[Task instructions] List every line of the rows below that contains the string "segment", matching case exactly.

[Records for the task]
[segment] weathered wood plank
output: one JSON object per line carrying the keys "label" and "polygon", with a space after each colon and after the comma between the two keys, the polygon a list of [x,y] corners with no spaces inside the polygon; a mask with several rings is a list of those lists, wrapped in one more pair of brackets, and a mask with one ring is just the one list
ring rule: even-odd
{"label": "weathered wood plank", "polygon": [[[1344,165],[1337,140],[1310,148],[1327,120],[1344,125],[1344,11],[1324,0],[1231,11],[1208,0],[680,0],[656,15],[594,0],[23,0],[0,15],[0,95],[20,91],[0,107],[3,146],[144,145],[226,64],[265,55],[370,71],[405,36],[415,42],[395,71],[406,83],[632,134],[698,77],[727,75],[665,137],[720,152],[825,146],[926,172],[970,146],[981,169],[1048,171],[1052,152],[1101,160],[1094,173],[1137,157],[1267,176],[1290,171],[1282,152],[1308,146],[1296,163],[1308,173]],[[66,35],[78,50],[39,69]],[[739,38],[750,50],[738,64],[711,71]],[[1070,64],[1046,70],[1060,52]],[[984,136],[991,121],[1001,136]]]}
---
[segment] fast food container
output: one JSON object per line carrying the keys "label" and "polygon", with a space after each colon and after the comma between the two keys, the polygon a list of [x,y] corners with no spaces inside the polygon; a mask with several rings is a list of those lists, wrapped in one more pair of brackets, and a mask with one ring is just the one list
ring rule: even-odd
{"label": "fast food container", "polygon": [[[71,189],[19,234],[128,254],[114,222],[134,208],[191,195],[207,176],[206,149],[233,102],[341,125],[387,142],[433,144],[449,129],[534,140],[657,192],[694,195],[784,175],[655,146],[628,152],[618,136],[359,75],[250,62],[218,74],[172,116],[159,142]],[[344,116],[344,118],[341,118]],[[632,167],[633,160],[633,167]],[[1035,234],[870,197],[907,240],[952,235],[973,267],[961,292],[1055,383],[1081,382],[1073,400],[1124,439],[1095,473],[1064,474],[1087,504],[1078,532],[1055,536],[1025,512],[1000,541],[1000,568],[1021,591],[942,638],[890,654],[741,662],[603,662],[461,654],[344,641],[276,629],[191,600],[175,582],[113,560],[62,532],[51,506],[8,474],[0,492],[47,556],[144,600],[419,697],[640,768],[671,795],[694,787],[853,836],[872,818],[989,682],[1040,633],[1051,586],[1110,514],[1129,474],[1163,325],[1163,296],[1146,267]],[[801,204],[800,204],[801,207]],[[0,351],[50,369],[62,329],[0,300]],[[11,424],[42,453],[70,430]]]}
---
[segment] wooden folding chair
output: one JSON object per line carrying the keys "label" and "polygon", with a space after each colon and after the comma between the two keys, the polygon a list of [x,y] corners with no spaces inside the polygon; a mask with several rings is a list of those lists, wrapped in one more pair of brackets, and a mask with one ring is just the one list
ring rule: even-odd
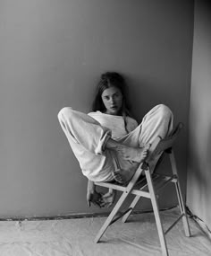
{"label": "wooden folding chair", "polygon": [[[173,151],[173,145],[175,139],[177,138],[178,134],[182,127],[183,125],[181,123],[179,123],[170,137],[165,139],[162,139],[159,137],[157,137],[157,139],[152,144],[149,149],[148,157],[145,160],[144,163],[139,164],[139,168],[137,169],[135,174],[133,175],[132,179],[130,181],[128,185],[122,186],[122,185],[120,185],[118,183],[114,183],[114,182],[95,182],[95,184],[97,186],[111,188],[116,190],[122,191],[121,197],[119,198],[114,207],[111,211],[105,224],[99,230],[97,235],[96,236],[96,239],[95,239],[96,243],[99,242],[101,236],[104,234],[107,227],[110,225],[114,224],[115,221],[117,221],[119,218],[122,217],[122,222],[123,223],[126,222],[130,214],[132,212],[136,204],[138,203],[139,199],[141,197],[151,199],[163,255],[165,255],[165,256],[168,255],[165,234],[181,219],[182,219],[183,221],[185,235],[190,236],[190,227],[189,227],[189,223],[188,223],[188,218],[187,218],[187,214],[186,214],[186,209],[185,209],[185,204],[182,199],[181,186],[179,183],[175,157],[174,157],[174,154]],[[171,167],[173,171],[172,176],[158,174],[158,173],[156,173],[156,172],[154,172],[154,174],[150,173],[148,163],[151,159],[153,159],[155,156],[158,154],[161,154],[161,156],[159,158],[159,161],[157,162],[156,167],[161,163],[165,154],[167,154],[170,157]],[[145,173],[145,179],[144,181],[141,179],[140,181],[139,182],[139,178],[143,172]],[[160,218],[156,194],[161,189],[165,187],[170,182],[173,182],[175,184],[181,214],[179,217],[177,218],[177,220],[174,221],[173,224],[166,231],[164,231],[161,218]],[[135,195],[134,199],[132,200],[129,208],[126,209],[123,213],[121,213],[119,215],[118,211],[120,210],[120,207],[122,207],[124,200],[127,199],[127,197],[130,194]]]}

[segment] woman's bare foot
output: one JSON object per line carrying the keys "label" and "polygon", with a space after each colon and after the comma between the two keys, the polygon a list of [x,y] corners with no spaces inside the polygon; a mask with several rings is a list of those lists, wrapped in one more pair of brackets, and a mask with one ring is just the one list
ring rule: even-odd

[Task solution]
[segment] weathered wood plank
[segment] fast food container
[segment] wooden folding chair
[segment] woman's bare foot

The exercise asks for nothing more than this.